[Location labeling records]
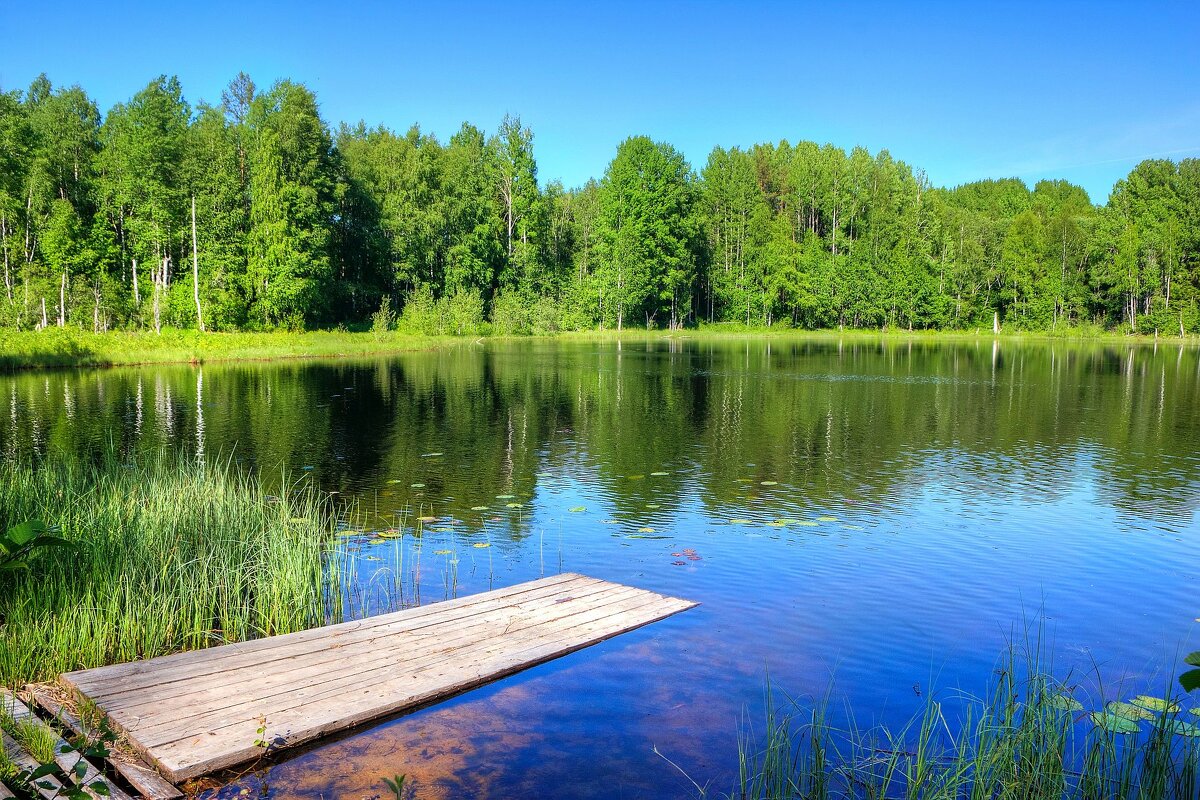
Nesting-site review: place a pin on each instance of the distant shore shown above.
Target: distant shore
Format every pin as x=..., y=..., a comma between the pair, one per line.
x=57, y=348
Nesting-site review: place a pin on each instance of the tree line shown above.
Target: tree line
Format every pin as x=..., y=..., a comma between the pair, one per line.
x=255, y=214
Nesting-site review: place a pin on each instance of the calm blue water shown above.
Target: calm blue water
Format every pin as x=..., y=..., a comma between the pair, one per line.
x=870, y=519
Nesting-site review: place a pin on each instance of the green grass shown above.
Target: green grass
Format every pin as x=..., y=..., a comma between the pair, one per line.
x=73, y=348
x=1020, y=741
x=35, y=738
x=169, y=555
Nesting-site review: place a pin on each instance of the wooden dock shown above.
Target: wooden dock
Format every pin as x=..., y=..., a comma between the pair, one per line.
x=199, y=711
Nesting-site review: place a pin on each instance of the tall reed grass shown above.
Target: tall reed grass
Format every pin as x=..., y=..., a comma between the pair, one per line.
x=1027, y=738
x=168, y=555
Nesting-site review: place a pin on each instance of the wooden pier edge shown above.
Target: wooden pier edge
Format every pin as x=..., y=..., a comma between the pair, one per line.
x=195, y=725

■ Problem description ■
Rewrite the lines above as a numbered list, skipping blank lines and omitting the pictures.

■ Answer to the exercise ■
1. Nesting-site review: place a pin on each instance of the distant shore shown above.
2. Target: distant shore
3. Format every pin as x=..., y=..., a comma between the pair, one per line.
4. x=57, y=348
5. Nesting-site review: place a pin on each instance of the tree line shown above.
6. Target: tree line
7. Format every pin as x=..., y=..., a comma between the pair, one per line.
8. x=255, y=214
9. Nesting-site review: place a pin on each instance of the calm blue water shown above.
10. Target: calm blue water
11. Format every pin as x=..., y=..., a comma between the pair, one per line.
12. x=870, y=519
13. Nesting-site review: place a pin on each instance of the green grass shown above.
14. Target: green grass
15. Format every pin as x=..., y=..., a comma between the pair, one per line.
16. x=73, y=348
17. x=1020, y=741
18. x=35, y=738
19. x=169, y=555
20. Nesting-site review: place a pin on each instance of the wooden dock shown above.
21. Target: wooden dock
22. Format every pin as x=..., y=..., a comma between the pair, one per line.
23. x=199, y=711
24. Nesting-site review: place a pin on each instance of the tall reed grass shown above.
25. Target: tall reed grass
26. Format every pin as x=..., y=..., a comma between the pair, one per line.
27. x=1027, y=738
28. x=168, y=555
29. Nesting-site review: place a pin on each instance of the wooden pier edge shown above.
30. Target: wooden pier edge
31. Format every pin as x=..., y=..., a comma between the pair, one per line.
32. x=195, y=725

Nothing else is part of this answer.